* **What this exercise asks**:
[1] Quote the Cast Pro rod thread between "Great write up." and "(Sep 20, 2002)", inclusive.
[2] In the Cast Pro 11 3-6 thread, how many guides did Big Dave put on the rod besides the tip?
[3] Carry on the forum thread about the Cast Pro 11 3-6 rod from where it stops.

# Cast Pro 11 3-6



## Big Dave (Jan 22, 2001)

So over the winter Tommy was nice enough to send me an 11 foot 3-6 Cast Pro blank to try out. First and foremost I want to say thanks to Tommy for sending me the rod. My first decision was how to build it. First impressions were this was a much different feel then the CCP 11 2-5 rod I reviewed last year. This is an 11 on steroids. Very solid feel in my hands and I could tell right away it didn’t have that thin wall frail feel to it at all. After locking down the butt section I pulled down on the tip and the rod had a very nice progressive c curve with nice leverage in the butt section. I decided to build the rod spinning my intent was to cast big wood with it. For me the build was nothing elaborate. I used k frames and built it with 6 guides and a tip. To keep the weight down I used a double foot 30 on the ferrule and single foots up to the tip. After the build the rod still had the same nice solid crisp feel to it. For me this was encouraging because so often the feel of some blanks change so much after being built. 

So off to the water I went. With me was a bag filled with plugs I normally fish. Some big and heavy up to 4 oz others aerodynamic and 2 to 2 ½ oz. as well as bucktail’s I have to say I thought the rod cast very well. Nice feedback throughout the cast and really recovered with a punch and pushed the heaver plugs quite nicely. As I expected because the rod has a lot of backbone I had to work it a bit harder to get the lighter stuff to go. But in the end I was happy with both. I really came to appreciate the stepped up power in this rod. This rod gives the Cast Pro line more versatility in the 11 foot range. After everything is said and done I thought this was a very nice rod. For the price on the rod compared to others within its price range I would certainly give it consideration for sure. 

Tight Lines 
Big Dave


----------



## Hudak (Sep 10, 2007)

Great write up. That 11' 3-6 has to be my favorite in his line, based on versatility. It used to be the 12' 3-7 until I got my hands on that one.


----------



## Furball (Sep 20, 2002)

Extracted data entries

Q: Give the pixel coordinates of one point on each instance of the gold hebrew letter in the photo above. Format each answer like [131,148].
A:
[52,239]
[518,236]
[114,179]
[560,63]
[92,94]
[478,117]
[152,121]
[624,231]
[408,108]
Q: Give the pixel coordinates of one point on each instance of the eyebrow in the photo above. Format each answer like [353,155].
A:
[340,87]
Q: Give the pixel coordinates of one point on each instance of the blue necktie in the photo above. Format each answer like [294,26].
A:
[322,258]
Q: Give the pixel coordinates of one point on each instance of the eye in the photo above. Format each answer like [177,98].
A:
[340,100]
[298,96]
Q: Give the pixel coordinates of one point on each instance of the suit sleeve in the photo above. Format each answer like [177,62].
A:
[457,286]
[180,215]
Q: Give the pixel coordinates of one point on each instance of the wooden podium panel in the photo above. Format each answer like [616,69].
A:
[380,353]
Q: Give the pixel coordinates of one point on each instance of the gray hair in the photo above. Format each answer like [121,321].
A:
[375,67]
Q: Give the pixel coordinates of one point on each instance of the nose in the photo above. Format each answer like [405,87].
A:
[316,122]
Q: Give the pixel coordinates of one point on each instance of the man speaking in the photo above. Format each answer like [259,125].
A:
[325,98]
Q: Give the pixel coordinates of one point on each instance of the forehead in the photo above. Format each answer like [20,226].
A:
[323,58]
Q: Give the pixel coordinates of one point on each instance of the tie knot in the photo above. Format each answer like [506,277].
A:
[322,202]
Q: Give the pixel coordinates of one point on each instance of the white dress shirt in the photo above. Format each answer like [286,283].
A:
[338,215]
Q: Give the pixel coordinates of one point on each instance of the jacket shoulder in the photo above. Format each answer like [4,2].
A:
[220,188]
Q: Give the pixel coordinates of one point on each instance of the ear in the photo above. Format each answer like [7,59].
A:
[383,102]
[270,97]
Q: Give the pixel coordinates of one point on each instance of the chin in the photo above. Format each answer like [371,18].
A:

...

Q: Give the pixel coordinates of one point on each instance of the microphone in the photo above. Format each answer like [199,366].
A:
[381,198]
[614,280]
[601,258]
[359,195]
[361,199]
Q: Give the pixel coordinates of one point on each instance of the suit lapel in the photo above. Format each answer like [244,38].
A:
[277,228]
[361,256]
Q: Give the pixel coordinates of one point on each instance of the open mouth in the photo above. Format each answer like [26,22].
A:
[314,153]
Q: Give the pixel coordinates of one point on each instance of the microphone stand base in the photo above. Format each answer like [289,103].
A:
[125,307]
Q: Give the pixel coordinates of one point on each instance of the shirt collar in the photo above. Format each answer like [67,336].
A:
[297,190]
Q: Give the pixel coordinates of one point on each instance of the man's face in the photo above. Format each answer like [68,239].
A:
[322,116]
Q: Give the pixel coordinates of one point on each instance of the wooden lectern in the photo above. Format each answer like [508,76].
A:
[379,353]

---

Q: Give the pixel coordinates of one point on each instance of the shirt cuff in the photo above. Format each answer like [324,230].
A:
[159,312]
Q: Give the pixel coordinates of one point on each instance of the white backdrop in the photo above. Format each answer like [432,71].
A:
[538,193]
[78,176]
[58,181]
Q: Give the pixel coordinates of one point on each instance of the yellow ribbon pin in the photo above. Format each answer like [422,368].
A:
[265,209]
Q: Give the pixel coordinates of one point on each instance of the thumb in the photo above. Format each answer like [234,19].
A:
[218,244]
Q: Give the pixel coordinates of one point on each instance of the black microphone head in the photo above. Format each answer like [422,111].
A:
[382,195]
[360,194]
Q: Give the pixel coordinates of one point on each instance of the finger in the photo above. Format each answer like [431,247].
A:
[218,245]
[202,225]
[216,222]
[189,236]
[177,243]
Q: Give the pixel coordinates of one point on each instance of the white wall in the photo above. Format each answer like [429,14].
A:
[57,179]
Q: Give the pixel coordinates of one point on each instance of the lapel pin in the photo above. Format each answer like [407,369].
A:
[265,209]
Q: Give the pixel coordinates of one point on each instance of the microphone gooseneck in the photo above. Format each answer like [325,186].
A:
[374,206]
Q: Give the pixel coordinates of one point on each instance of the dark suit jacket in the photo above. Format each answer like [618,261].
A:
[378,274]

* **Answers provided**:
[1]
Great write up. That 11' 3-6 has to be my favorite in his line, based on versatility. It used to be the 12' 3-7 until I got my hands on that one.


----------



## Furball (Sep 20, 2002)

[2] Six guides.

[3]
I got to try a factory version (conventional) while in Hatteras a month ago and liked it so much I started selling my old tackle to prepare for a future purchase. I usually build my own rods but I liked the way the factory version was laid out so much, I plan to go with that.


----------



## solid7 (Dec 31, 2010)

I got the 13' version, and it's my "go-to" surf rod. For casting 4 oz. of lead, I can't see stepping up in price range to a Century or ZZiplex. Only regret for me - I wish I had built the rod, instead of ordering the factory job. I'm a little long in the arms, and I would have preferred about another 4" of length in the grip. However, that's a very small complaint, and it's my own fault, as I certainly had the option to build my own. Very nice rods to cast. Will probably get another couple.


----------



## Tommy (Jan 24, 2001)

Dave,

Thanks for the honest review. Your review last year of the 2-5 was also spot on. 

I'm very pleased with the performance of each of the rods/blanks and i genuinely appreciate the feedback from fishermen. It helps me to keep improving the rods and to provide you guys with what you want and need in new gear.

Tommy


----------



## Dboy (Sep 19, 2011)

Can someone tell me the weight of this blank? Thanks


----------



## Tommy (Jan 24, 2001)

11' 3-6 oz blank weights 11.5 oz.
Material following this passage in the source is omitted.